# PROBLEM REQUIREMENTS:
Output the item lines below verbatim, starting at the line that contains "Target: <item>building facade</item>" and stopping after the line that contains "POLYGON ((60 122, 99".

# TASK MATERIAL:
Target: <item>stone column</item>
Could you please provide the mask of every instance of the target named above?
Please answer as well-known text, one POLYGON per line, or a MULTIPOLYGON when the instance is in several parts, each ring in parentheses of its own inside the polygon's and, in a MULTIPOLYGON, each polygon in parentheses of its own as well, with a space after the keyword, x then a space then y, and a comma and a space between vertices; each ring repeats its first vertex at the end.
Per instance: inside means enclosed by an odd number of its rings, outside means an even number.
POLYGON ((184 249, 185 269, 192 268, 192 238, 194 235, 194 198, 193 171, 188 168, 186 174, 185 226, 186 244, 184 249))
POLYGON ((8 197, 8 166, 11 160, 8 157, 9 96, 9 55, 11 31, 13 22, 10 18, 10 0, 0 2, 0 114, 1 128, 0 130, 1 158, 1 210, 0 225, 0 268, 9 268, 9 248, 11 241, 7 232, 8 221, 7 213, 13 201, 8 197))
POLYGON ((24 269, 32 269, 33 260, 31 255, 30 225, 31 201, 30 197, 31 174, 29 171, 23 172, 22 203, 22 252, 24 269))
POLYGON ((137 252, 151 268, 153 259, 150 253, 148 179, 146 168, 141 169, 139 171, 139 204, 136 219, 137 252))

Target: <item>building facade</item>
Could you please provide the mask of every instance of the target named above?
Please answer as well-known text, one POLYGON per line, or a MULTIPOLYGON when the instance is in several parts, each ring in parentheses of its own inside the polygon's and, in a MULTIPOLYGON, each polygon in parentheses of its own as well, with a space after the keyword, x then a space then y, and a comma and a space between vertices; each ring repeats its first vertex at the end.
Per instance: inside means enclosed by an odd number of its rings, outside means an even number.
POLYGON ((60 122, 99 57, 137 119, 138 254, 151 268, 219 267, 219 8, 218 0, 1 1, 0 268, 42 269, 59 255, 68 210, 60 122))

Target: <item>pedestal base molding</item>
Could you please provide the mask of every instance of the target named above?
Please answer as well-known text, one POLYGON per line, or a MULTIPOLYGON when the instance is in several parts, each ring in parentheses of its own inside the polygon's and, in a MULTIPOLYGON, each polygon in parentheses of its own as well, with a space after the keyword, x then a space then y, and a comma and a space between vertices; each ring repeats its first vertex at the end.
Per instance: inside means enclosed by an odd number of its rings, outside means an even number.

# ANSWER TO THIS EXERCISE:
Target: <item>building facade</item>
Could you please provide the mask of every instance of the target named above?
Please answer as well-known text, one POLYGON per line, or a MULTIPOLYGON when the instance is in several parts, each ring in parentheses of its own inside the polygon's and, in a MULTIPOLYGON, each polygon in parentheses of its own as well, with a space after the keyword, x then a space then y, and a comma and a space between vertices; each ring repeats its first vertex at the end.
Per instance: inside means enclosed by an odd number of its rings, outside means an even number.
POLYGON ((60 122, 99 57, 137 119, 138 254, 151 268, 219 267, 219 8, 218 0, 1 1, 0 268, 42 269, 59 255, 68 210, 60 122))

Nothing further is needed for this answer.